Goal of the exercise:
Copy each line of the records below that contains the word "lawn".

** start **

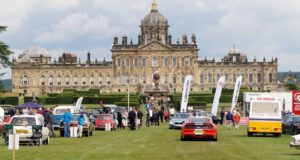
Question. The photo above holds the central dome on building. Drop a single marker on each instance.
(154, 18)
(154, 27)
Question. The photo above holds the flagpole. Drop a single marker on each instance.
(128, 95)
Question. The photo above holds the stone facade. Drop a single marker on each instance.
(135, 64)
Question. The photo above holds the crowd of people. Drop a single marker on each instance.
(232, 118)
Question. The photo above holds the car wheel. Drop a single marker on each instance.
(46, 142)
(6, 140)
(295, 131)
(277, 134)
(87, 133)
(61, 133)
(183, 138)
(215, 139)
(250, 134)
(39, 142)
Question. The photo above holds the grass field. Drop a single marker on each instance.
(158, 143)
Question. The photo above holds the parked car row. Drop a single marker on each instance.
(30, 128)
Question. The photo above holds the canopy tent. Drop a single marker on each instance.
(32, 105)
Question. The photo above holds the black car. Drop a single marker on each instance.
(291, 124)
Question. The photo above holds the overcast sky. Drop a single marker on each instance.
(259, 28)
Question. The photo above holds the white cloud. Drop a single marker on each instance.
(13, 12)
(258, 27)
(75, 26)
(58, 4)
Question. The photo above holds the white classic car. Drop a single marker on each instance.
(30, 128)
(295, 141)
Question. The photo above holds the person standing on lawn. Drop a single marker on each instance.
(222, 114)
(229, 119)
(140, 117)
(67, 117)
(119, 119)
(132, 117)
(49, 121)
(236, 118)
(148, 118)
(80, 120)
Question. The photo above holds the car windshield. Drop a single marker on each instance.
(267, 108)
(23, 121)
(75, 117)
(60, 111)
(296, 119)
(182, 115)
(119, 109)
(202, 114)
(200, 120)
(95, 112)
(102, 117)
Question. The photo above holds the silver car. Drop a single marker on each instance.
(178, 120)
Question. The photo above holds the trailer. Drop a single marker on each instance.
(285, 98)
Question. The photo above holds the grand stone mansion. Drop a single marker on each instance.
(154, 64)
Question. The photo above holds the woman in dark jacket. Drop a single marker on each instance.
(120, 118)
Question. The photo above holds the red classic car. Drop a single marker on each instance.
(103, 119)
(199, 127)
(88, 126)
(1, 126)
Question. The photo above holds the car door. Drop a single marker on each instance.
(288, 128)
(45, 130)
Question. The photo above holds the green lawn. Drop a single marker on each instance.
(158, 143)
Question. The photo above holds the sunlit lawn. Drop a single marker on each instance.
(158, 143)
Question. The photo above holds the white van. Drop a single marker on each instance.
(58, 112)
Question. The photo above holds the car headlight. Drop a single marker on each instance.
(294, 140)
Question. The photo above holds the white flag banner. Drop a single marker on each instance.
(218, 92)
(13, 142)
(1, 113)
(73, 132)
(236, 92)
(185, 93)
(78, 104)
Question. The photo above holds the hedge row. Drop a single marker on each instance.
(9, 100)
(125, 104)
(177, 103)
(223, 99)
(86, 100)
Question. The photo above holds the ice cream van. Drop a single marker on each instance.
(265, 118)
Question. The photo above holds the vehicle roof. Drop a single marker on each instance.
(199, 117)
(62, 107)
(182, 113)
(293, 115)
(105, 114)
(27, 115)
(110, 105)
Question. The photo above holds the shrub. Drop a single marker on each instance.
(10, 100)
(125, 104)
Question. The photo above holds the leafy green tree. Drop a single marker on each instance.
(4, 56)
(4, 53)
(292, 87)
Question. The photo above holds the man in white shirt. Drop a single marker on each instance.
(172, 112)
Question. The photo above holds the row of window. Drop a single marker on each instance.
(67, 80)
(167, 62)
(126, 79)
(234, 77)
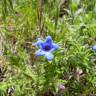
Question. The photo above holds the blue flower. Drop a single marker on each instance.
(46, 48)
(94, 48)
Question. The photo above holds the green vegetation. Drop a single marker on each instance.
(71, 24)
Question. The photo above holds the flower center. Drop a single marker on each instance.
(47, 48)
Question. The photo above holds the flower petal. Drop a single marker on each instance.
(49, 56)
(39, 53)
(48, 40)
(94, 48)
(39, 43)
(54, 47)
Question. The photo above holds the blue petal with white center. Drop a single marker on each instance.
(94, 48)
(46, 48)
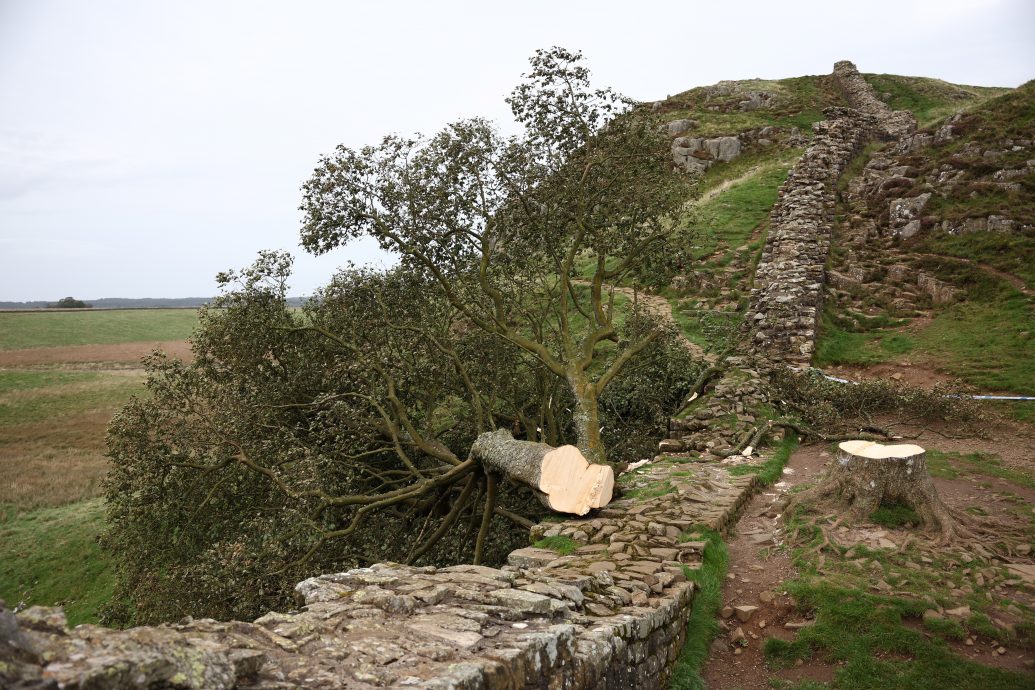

** end **

Answer in full:
Question. The photo above holds the person standing on lawn. Drop a single marker on each instance.
Question. The photo above holds the green lawn. Drop a single marker on each instance.
Question. The photo above holds the sunlit lawn. Drop a single marker on each instance.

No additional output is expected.